**Provided text**

Begin

I think what the IE games worked best was giving unique magical items that had a sense of history and character, even if it was just an interesting paragraph of history in the description.  I carried Lilarcor all through the game just because I got so attached to him, along with the Sword of Chaos which due to it's history felt personally important to my character.

 

Let me help you with that. If he likes BG1 loot variety, then he dislikes BG2 loot variety. Do you understand now? Throne of Bhaal is a high level expansion, no one went in to it below lvl 20. That is a problem you run in to when your enemies and you are that high of a level. They need weapons that can harm you and that means they need to be magical(or + weapons). I don't think that any of the IE games were ever in danger of being on a Diablo level loot wise, simply because there weren't any item sets and there wasn't any need to hunt down the items to complete said set.

End

**Objectives**
**1)** Rewrite the post about IE game loot between "Let me help" and "complete said set.", inclusive, with "gear" in place of "loot".
**2)** Carry the post about IE game loot forward from its final sentence.

**Material shown**

Begin

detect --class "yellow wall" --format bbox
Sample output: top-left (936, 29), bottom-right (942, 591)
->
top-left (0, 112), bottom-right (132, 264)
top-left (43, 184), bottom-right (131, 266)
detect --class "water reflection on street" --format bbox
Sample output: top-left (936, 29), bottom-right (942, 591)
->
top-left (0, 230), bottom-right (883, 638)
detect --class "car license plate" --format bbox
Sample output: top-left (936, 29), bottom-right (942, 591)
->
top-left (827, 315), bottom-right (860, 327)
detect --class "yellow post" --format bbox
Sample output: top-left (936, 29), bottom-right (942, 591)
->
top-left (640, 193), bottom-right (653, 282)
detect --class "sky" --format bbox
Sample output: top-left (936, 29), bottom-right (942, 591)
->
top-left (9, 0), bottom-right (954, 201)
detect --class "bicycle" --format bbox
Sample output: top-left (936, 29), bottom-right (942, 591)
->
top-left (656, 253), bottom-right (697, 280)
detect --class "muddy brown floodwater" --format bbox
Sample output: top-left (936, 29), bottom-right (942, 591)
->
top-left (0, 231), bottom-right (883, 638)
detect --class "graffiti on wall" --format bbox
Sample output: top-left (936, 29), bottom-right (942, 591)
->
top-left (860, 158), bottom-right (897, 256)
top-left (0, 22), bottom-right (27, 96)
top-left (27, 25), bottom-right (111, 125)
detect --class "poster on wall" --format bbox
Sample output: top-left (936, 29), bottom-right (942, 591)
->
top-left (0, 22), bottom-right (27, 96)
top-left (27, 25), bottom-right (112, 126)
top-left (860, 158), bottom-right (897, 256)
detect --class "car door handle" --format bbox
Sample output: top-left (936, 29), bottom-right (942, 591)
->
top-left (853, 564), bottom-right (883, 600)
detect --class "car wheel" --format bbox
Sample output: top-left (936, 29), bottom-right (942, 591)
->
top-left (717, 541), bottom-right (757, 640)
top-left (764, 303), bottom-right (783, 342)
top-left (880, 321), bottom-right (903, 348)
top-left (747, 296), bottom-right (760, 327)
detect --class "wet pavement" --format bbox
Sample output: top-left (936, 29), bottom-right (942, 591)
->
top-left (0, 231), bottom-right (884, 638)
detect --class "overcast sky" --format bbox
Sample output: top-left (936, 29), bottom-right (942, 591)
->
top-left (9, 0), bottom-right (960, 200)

End

**The results**
**1)**
Let me help you with that. If he likes BG1 gear variety, then he dislikes BG2 gear variety. Do you understand now? Throne of Bhaal is a high level expansion, no one went in to it below lvl 20. That is a problem you run in to when your enemies and you are that high of a level. They need weapons that can harm you and that means they need to be magical(or + weapons). I don't think that any of the IE games were ever in danger of being on a Diablo level gear wise, simply because there weren't any item sets and there wasn't any need to hunt down the items to complete said set.

**2)**
I agree I also didn't sell those items, or any of the items I forged, but that doesn't stop PoE from having loot variety.

 

That's called a false dichotomy, 'if you're not with me you're against me'.  Just because he likes BG1 does not mean he doesn't like BG2, he might prefer BG1 but still find BG2 fine.  Do you want more help understanding that concept?  Throne of Bhaal was a high level expansion but that was no reason for it to break with the loot paradigm of earlier games.  Requiring all opponents to have magical weapons to hurt you is either an example of bad design at that level or that you should not have been facing trash mobs at epic level anyway, since there shouldn't be enough epic level characters running around to be mere mobs.  So either ToB should not have given you such unbalancing powers as immunity to normal weapons or they should not have thrown trash mobs at you.  Bad design, which happens at epic levels since it's so hard to do.  And it's beside the point, the point was that many people DID complain about the overabundance of magical items and felt that detracted from the game, which is the point of the discussion here.

 

Oh, and you are wrong about the minimum level of ToB by the way.  If you started ToB with a new character you would enter it with a level 14 character, and even playing through SoA you could still get through it and start it quite low, level 18 being fairly common, so you didn't have to be level 20 to start it.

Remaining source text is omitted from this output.